EXERCISES —
1. According to the research summary, what causes the hyperactivation seen in trained immunity?
2. List the diseases with an immune component that the opening paragraph of the research summary gives as examples.
3. Echo the research summary from "1. Explore the" up to and including "links with AT.".

PAGE EXCERPT —

Our current research is focused on the function of dendritic cells (DCs) and macrophages as key immune sentinels that initiate and modulate immunity, inflammation and tolerance. Manipulation of these cells holds promise as a potent immunotherapy tool for many diseases with an immune component, including infectious diseases, autoimmune diseases, cardiovascular diseases (CVD) and cancer. Some of our main current aims are:

  1. Explore the molecular pathways controlling trained immunity (TI) in macrophages and the role of TI in atherosclerosis (AT). TI is an emerging concept for a prolonged hyperactivation of the innate immune system after exposure to certain stimuli, leading to an augmented immune response to a secondary stimulus. Hyperactivation is caused by epigenetic changes in myeloid cells. While this can be beneficial for host defense against invading pathogens, as we have applied to viral infections including COVID-19 (del Fresno et al. Front. Immunol. 2019), non-resolving inflammation and long-term over-activation of the innate immune system by TI may underlie vascular inflammation and AT. We are addressing molecular pathways that control TI and investigating the links with AT.
  2. Unravel novel immunometabolic mechanisms controlling DC and macrophage function and their relevance in physiopathology. We are investigating the effects of sensing non-self and damaged-self on the metabolism of myeloid cells. Our results in the emerging field of immunometabolism support that innate sensing leads to relevant metabolic reprogramming with impact in myeloid cell function, which affects the response of macrophages to infection or their proinflammatory state that contributes to obesity-related pathology (Garaude et al. Nat Immunol. 2016; Acín-Pérez, Iborra et al. Nat. Metab. 2020). Thus, the modulation of mitochondrial metabolism and dynamics is a new level of intervention for immunotherapy strategies. We will focus on the mitochondrial metabolic adaptations in DCs and macrophages in response to tissue and microorganism-derived signals and their impact in their function. From this knowledge, we aim to develop novel strategies for manipulation of DC and macrophage metabolism with impact in their function, which can be potentially relevant for immunotherapy of CVD and other diseases with an immune component.
  3. Investigate the gut microbiota and its related metabolites in the progression of atherosclerosis Current evidence suggests that microbiota may affect atherogenesis. However, there is notable controversy in the specific association of gut-derived metabolites and gut microbiota taxa with AT. We hypothesize that there are unidentified gut microbiota-related metabolites and gut microbiota patterns that affect the development of AT, through their effects on host metabolism, gut barrier and inflammation. We aim to: 1) Assess the diagnostic/prognostic potential of selected microbial metabolites as markers of AT by integrating data from plasma metabolites, gut microbiota and lifestyle from three cohorts of human volunteers, two with subclinical AT (PESA and Bioimage cohorts) and another cohort with more advanced AT; 2) Address the cellular and molecular mechanisms of action of a promising microbiota-derived metabolite, which we have found not only associated with AT, but also as a causal factor for the development of AT in our preliminary data; 3) Explore the therapeutic potential of the intervention in the receptor and signaling axis by which this microbiota-derived metabolite causes AT pathogenesis.

RECORDED DATA —

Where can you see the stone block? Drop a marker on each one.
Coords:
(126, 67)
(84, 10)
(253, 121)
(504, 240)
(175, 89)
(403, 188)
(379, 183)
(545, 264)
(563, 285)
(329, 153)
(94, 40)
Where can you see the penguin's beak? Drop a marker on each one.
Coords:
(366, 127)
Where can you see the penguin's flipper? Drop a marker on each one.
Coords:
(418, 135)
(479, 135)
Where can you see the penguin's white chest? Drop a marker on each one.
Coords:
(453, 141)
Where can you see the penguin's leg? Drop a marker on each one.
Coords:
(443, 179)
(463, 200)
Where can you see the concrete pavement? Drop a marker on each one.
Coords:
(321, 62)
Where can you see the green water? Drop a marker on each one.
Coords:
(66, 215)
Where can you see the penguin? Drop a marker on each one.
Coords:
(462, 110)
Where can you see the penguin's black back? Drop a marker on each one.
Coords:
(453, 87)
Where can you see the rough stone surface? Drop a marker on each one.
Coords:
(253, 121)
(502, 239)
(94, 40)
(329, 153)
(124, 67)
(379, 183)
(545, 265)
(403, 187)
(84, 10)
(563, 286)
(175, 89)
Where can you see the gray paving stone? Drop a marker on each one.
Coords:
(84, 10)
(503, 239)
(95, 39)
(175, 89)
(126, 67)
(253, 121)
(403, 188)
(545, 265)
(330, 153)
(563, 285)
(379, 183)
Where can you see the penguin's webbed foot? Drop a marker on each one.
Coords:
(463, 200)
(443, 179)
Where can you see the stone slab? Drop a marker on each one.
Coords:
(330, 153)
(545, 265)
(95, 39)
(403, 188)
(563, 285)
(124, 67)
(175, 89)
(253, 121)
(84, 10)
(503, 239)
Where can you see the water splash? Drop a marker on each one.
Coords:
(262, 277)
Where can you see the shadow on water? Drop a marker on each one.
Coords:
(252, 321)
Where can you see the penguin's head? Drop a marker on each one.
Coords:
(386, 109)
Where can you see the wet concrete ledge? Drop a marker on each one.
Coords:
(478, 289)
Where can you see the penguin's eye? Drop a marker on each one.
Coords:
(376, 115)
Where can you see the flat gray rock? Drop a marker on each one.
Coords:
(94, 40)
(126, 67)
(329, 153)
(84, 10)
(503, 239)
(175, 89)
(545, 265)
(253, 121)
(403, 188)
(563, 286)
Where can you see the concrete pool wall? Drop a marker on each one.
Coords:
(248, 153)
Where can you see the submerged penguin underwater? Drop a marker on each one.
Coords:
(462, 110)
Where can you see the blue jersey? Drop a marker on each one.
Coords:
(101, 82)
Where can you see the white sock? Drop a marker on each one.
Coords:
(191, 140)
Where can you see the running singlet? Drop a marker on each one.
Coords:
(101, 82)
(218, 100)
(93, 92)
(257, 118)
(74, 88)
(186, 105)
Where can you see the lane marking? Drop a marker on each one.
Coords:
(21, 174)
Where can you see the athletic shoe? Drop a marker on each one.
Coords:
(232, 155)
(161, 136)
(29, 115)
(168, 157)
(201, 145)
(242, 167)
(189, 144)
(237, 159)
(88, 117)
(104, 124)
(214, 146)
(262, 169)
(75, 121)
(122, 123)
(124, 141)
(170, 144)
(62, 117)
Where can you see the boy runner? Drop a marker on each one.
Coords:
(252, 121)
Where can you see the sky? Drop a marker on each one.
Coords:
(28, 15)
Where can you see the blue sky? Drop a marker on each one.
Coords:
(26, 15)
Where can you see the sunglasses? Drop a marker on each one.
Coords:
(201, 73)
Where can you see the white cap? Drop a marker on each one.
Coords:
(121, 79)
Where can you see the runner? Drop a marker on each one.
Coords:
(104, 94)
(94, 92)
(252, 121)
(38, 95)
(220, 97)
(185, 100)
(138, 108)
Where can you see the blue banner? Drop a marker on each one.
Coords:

ANSWER SECTION —
1. Epigenetic changes in myeloid cells.

2. Infectious diseases, autoimmune diseases, cardiovascular diseases (CVD), cancer

3.
1. Explore the molecular pathways controlling trained immunity (TI) in macrophages and the role of TI in atherosclerosis (AT). TI is an emerging concept for a prolonged hyperactivation of the innate immune system after exposure to certain stimuli, leading to an augmented immune response to a secondary stimulus. Hyperactivation is caused by epigenetic changes in myeloid cells. While this can be beneficial for host defense against invading pathogens, as we have applied to viral infections including COVID-19 (del Fresno et al. Front. Immunol. 2019), non-resolving inflammation and long-term over-activation of the innate immune system by TI may underlie vascular inflammation and AT. We are addressing molecular pathways that control TI and investigating the links with AT.